Document segment =
★ ★ ★ ★ ★

Land is key to the sustenance of human beings. Relations between land and people are deep and interconnected. It is a vital element of production as well as the original source of all material prosperity. That is why its importance has never been diminished. In every phase of development- be it in agriculture or industrial revolution, land has been synonymous with power and affluence. At the same time, it has been the source of conflict in the society. Land-related problems emerge when there is no just distribution of land among the people. Under the feudal system, a limited number of landlords occupy the vast swathes of land, with most of the people deprived of minimum land required for their shelter and subsistence. Uneven distribution of land continues to pester the governments and state. So the issue of land reform has often been raised to solve the woes of landless people.

Nepal has been facing the different types of land-related problems for decades. The unequal distribution of land always leads to social and political conflict. The legal or illegal occupation of public land poses a challenge to the government. This sort of phenomenon has risen owing to the greediness and malfeasance of individuals or organisations that resort to dubious means to transfer the public or Guthi’s lands and into their name. For this, fraudsters establish an evil nexus with the corrupt officials and politicians to ensure legal right over the plots of land belonging to the state. The non-state actors take the advantage of weak government and administrative mechanisms while illegally claiming the public property. This results in the loss of huge revenues for the government.

★ ★ ★ ★ ★

Set tasks =
1 - In the passage on land issues, what do fraudsters establish to secure a legal right over plots of land belonging to the state?
2 - Continue the passage on land problems in Nepal from the point where it stops.

★ ★ ★ ★ ★

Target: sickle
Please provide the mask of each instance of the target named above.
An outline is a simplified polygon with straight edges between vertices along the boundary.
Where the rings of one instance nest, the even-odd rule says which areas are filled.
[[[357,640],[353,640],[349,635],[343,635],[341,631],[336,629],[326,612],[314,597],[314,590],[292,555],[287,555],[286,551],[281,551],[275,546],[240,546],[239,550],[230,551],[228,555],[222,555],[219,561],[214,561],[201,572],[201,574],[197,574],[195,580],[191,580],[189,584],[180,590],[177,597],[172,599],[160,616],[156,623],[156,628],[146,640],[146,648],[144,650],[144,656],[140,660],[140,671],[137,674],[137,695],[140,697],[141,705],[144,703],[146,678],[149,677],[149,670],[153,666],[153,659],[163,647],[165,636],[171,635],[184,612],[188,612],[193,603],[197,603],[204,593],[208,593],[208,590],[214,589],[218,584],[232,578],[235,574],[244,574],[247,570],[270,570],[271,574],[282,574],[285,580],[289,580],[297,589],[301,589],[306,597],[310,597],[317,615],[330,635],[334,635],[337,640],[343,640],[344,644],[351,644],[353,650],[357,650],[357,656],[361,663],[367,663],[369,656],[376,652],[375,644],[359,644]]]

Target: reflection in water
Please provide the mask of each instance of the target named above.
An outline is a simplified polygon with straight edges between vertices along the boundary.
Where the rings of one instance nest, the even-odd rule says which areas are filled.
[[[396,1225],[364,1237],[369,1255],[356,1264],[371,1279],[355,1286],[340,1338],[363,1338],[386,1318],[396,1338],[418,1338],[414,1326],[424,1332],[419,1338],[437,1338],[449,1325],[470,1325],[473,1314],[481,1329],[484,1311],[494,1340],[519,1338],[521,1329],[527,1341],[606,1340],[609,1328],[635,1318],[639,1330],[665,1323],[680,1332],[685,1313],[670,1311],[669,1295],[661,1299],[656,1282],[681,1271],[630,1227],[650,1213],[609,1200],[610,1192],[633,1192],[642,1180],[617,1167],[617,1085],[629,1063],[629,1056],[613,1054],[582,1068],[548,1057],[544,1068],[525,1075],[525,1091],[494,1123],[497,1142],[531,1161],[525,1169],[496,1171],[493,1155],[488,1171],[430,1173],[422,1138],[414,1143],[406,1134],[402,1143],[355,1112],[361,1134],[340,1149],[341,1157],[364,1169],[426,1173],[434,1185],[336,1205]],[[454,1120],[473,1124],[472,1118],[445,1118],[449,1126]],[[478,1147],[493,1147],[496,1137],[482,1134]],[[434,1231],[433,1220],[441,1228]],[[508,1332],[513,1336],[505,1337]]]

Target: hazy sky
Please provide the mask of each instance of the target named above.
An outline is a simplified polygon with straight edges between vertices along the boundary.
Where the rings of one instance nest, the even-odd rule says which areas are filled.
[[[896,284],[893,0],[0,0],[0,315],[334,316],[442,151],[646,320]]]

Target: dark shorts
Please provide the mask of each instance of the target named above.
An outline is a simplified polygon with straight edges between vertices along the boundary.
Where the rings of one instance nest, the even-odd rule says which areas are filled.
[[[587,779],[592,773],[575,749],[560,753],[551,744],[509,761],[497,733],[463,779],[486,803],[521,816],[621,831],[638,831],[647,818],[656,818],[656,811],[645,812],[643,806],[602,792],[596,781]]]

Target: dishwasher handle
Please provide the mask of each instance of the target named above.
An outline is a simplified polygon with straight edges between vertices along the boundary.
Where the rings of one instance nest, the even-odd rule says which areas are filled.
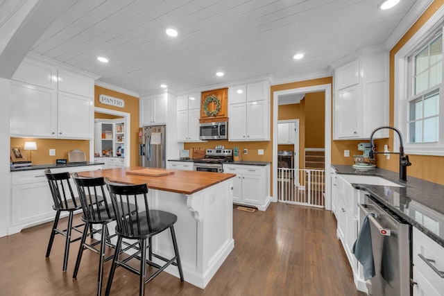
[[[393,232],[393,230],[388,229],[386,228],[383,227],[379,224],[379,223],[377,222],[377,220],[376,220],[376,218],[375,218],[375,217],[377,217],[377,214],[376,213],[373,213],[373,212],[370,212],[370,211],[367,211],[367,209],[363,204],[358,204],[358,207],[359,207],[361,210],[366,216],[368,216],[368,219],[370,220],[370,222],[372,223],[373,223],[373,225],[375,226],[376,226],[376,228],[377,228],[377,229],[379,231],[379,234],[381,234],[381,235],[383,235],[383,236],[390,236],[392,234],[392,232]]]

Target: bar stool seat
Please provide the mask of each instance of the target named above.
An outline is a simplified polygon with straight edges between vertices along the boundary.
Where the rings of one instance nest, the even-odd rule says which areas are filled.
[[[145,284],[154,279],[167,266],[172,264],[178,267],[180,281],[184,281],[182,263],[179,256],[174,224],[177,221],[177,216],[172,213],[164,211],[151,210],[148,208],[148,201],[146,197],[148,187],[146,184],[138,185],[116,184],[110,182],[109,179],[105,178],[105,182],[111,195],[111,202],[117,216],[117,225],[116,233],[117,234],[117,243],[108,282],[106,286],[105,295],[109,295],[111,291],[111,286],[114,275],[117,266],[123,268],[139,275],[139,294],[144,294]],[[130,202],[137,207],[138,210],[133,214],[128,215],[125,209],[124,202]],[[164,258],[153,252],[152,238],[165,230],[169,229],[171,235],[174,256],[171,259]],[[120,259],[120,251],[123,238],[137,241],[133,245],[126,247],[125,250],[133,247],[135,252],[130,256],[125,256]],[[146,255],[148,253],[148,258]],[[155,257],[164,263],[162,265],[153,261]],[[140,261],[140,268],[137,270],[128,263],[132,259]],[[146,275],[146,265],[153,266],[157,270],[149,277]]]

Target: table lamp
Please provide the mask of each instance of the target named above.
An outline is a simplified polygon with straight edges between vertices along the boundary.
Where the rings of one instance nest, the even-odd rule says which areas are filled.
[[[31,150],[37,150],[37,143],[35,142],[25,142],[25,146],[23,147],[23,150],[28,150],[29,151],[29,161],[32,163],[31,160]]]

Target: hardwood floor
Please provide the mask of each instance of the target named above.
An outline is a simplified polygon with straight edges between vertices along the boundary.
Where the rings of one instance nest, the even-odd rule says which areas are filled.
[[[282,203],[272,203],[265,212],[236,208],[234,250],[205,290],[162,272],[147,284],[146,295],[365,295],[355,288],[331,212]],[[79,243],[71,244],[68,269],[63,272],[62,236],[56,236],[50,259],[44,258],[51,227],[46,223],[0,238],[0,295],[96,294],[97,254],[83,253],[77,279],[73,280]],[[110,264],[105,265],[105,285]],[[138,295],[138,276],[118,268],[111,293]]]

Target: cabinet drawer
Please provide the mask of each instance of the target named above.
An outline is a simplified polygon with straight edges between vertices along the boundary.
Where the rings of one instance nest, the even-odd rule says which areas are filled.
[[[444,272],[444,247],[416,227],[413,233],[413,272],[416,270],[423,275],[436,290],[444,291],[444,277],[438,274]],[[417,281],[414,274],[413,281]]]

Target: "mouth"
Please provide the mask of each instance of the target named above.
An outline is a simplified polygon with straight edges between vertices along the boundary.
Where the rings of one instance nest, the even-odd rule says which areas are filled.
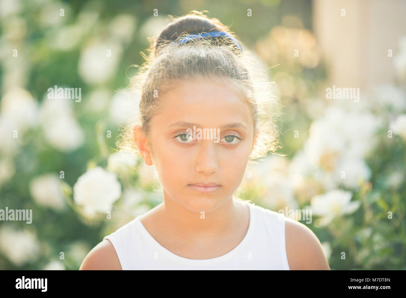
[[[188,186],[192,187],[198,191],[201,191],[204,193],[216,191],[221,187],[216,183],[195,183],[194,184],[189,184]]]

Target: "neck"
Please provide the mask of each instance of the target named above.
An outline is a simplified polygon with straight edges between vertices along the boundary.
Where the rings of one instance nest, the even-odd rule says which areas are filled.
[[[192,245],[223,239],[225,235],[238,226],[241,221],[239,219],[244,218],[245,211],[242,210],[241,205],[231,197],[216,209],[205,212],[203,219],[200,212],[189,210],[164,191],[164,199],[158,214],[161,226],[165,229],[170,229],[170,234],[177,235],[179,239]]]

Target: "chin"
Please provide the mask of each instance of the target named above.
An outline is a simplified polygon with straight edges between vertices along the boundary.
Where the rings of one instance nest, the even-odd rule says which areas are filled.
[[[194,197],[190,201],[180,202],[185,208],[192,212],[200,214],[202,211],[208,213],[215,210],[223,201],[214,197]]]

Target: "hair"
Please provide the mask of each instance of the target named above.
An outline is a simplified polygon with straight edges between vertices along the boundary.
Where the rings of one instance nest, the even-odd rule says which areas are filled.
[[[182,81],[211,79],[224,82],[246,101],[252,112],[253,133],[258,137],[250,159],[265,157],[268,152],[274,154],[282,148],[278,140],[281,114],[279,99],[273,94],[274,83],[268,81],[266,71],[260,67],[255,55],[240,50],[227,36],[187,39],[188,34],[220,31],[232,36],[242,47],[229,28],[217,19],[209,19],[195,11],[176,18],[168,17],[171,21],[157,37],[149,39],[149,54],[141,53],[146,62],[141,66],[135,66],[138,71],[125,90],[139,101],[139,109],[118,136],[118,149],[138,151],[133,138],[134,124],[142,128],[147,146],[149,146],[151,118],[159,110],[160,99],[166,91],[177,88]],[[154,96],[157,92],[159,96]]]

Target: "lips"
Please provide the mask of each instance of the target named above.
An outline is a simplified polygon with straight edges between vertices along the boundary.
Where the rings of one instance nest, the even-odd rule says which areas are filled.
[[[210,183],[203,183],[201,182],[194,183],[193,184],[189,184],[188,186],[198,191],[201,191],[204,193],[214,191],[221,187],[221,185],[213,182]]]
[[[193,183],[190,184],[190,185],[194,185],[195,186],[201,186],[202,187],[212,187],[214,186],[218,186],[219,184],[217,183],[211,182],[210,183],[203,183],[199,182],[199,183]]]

★ ★ ★ ★ ★

In response =
1 - An evil nexus with corrupt officials and politicians.

2 -
In response to the demand that the illegally occupied land must be brought into the ownership of the state, the present government had formed a high-level commission to identify and protect the details of all public, government and Guthi land in May last year. The committee’s investigation has vindicated the people’s inkling. It has confirmed that 470 bighas of land were captured and their registration transferred by individuals, according to the news report carried out by this daily on Saturday. The five-member committee, headed by former Supreme Court judge Mohan Raman Bhattarai, had submitted its report to the government early last December. The government had owned up the report and agreed to implement its recommendations after the Cabinet endorsed it last week.

The committee deserves praise for its meticulous works. The report primarily covers 10 different locations where large areas of the public land have been converted into the private property. A total of 348 bighas of land were found illegally registered under the individual names. For example, Sardu watersheds in Dharan were found massively encroached and illegally registered in the name of an NGO. Various individuals have captured Guthi land in Nepalgunj and Makwanpur. This is indeed a serious crime and perpetrators must be brought to book. The government must not drag its heels when it comes to implementing the recommendations of the report. This is necessary to strengthen the government’s ability to enforce the rule of law, buttress its own credibility and serve the broader interest of the people.